Work task: Show every line from the data below that includes "base".

[[ Entries shown open ]]

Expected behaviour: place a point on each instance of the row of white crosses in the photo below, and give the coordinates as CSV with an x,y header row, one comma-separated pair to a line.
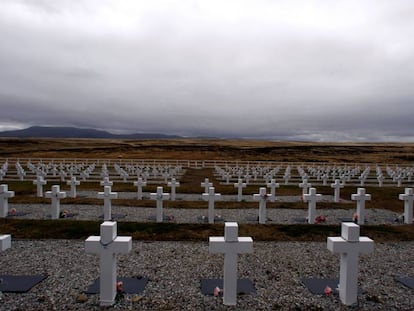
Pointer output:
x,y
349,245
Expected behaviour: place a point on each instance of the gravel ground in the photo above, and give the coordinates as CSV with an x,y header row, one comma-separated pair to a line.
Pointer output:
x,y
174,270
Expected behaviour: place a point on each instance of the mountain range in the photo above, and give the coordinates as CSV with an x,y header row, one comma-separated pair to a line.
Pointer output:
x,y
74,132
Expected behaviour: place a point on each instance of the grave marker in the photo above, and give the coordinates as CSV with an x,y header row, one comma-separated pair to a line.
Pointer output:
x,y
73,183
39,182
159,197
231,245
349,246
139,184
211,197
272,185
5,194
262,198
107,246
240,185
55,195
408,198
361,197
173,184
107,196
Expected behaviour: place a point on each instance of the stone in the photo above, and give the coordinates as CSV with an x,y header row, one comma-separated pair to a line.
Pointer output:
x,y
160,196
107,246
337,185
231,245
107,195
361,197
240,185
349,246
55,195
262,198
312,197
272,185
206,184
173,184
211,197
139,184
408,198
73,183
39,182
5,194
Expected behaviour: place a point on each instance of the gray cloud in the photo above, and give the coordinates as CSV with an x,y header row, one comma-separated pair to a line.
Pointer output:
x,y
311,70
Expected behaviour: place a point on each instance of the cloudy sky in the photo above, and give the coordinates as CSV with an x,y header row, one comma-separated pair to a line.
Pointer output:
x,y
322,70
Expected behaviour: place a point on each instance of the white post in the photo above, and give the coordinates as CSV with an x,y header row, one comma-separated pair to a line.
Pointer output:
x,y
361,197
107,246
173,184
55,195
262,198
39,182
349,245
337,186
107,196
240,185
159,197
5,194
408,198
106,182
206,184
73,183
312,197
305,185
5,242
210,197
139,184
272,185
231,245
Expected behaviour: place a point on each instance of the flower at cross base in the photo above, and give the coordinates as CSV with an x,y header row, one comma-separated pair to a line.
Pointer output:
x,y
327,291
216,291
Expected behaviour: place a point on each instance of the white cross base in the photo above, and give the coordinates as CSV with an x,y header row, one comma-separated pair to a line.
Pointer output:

[[ Entries shown closed ]]

Response to the exercise:
Expected behaviour: place a point on each instance of the flower at cross base in the photo above, and give the coordinates as CSV with an x,y header row, one comma-separated pair to a line.
Expected behaviour: place a point on each instance of the white cross base in the photo above, and give the coordinates as CSV with an x,y header row, one comma-separated pair to a line.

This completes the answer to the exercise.